已有研究指出了中国生态补偿存在的问题,如不能满足补偿客体的多样化需求(刘晓莉,2019)、缺少对受偿地区发展权利的关注(贺涛和孙华贵,2018)等,但未从资源机会成本视角充分探讨如何完善生态补偿机制,更缺乏对资源机会成本识别不充分所产生影响的研究。此外,中国已进入新发展阶段,随着相关加工及休闲观光等第二、三产业的迅速发展,生态资源涉及的资源利用链条在不断延展。原先以资源利用方式和利用强度变化为基础的生态补偿机制设计,会与现实情况发生很大偏离(李文华等,2009;Kroeger,2013)。

◆ 任务:
a) 在这段关于生态补偿的节选中,已有研究指出的中国生态补偿存在哪两个问题?
b) 从这段关于生态补偿的节选的最后一句之后接着写下去。
后面的数据与这段关于生态补偿的节选无关。

◆ 数据部分:
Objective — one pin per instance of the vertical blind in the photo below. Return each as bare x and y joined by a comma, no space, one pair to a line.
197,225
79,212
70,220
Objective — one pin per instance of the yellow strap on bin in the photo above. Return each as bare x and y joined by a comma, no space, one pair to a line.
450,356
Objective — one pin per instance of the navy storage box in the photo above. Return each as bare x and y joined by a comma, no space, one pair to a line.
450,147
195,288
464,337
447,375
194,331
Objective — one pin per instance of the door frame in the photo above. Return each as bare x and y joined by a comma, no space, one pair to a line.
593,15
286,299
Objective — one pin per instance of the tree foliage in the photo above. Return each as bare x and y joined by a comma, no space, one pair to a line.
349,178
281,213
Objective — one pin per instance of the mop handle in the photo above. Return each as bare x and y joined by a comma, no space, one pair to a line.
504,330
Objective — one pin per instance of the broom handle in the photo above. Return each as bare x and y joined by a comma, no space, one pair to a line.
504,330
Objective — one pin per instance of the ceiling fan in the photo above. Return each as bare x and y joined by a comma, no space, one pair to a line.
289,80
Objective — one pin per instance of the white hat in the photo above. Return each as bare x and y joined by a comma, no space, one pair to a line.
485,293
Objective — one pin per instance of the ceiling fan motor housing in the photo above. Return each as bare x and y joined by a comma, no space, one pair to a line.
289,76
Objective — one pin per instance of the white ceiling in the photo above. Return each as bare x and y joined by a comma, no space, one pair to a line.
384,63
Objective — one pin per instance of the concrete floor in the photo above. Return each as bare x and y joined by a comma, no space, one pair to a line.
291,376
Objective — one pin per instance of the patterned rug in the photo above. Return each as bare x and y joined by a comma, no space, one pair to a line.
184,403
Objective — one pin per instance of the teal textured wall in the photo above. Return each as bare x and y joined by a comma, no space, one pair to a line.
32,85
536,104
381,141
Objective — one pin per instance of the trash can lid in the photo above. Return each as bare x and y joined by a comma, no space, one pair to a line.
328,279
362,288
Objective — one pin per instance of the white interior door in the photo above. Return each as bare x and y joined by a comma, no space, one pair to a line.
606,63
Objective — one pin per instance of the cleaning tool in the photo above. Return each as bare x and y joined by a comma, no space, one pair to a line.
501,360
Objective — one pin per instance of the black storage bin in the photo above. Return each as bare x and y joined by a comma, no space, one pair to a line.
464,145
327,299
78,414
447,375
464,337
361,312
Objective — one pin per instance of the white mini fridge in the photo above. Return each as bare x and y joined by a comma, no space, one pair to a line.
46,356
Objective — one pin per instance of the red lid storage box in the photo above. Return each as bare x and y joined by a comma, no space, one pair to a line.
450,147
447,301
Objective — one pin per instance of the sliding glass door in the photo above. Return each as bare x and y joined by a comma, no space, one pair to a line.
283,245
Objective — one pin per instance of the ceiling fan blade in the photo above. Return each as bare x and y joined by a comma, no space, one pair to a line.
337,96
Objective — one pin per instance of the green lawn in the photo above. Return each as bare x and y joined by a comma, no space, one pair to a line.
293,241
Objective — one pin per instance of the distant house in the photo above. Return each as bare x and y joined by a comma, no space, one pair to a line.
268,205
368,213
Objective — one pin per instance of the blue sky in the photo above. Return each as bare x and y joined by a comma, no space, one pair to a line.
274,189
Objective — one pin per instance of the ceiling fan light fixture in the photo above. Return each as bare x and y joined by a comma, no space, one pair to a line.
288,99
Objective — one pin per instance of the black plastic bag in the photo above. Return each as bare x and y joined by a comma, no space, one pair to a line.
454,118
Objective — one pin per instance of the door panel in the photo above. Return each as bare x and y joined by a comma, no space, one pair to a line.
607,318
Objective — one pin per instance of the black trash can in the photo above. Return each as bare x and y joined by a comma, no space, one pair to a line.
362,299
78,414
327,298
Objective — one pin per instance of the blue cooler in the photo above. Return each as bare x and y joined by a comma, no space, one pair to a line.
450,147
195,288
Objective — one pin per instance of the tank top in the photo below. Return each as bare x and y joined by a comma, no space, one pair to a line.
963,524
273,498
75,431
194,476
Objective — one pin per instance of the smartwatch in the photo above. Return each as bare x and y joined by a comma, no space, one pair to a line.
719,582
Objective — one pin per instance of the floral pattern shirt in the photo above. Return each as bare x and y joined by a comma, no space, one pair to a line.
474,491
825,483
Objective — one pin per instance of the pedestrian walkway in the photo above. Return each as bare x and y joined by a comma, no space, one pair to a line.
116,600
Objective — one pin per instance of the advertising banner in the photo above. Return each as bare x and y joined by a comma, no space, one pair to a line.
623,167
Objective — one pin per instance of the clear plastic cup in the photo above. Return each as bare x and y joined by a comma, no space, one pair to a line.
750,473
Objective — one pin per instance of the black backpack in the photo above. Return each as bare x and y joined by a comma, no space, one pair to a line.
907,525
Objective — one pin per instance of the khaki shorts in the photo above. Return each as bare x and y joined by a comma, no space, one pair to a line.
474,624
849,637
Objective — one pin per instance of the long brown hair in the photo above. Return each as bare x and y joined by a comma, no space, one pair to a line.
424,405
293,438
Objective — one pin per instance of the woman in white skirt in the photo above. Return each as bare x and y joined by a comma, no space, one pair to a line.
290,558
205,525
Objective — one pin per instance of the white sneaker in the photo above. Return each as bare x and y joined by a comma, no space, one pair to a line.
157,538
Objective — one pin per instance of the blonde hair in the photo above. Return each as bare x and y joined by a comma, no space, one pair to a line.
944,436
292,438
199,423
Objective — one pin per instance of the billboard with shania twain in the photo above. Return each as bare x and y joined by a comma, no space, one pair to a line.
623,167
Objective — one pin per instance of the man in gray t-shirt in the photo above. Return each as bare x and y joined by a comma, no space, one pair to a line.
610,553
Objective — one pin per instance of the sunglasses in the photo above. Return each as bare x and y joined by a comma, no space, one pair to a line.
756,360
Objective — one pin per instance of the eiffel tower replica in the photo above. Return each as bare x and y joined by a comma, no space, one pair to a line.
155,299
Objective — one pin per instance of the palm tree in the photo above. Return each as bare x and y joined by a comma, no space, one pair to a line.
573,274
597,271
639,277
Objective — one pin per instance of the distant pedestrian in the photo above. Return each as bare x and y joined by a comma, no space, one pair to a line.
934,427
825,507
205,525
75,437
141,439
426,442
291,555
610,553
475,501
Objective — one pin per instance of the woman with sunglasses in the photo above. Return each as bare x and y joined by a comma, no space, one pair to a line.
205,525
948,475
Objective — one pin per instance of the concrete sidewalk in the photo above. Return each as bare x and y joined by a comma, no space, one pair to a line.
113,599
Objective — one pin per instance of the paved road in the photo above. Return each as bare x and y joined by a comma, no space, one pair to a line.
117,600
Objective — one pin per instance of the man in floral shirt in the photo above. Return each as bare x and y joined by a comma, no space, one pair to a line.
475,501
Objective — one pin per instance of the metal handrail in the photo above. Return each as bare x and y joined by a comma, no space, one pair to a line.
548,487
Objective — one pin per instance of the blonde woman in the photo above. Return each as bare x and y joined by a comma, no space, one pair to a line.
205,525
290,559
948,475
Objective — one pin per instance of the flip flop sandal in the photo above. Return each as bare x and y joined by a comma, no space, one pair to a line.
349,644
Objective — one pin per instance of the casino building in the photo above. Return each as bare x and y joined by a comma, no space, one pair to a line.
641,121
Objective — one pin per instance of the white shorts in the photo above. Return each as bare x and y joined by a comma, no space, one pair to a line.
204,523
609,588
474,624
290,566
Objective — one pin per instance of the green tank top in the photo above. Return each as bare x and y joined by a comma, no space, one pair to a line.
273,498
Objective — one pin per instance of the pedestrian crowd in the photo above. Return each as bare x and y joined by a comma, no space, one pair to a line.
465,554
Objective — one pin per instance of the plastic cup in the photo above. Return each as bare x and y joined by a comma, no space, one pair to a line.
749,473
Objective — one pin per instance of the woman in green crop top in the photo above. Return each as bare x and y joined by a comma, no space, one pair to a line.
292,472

◆ 参考答案:
a) 不能满足补偿客体的多样化需求,以及缺少对受偿地区发展权利的关注。

b)
(二)生态补偿实践面临的挑战

生态补偿的实施主体通常为政府,生态补偿资金不够充足。其次,中国生态补偿的政策文件繁杂,表述各行其是,政策衔接不足,加大了明确补偿客体的难度。再次,生态补偿的补偿客体一般处于弱势地位,不完善的生态补偿机制会降低部分群体的福利,导致生态保护修复的效果受损。

(三)国有林区全面停伐相关研究

部分研究聚焦于全面停伐对产业转型及职工福利的影响,也有研究关注停伐补偿的制度优化,对生态补偿政策的必要性、可操作性、可持续性等做了探究。尽管已经关注生态补偿政策对不同群体产生差异化冲击的问题,但未将此与如何健全生态补偿机制关联起来,也没有从资源机会成本视角探究健全生态补偿机制的方向路径。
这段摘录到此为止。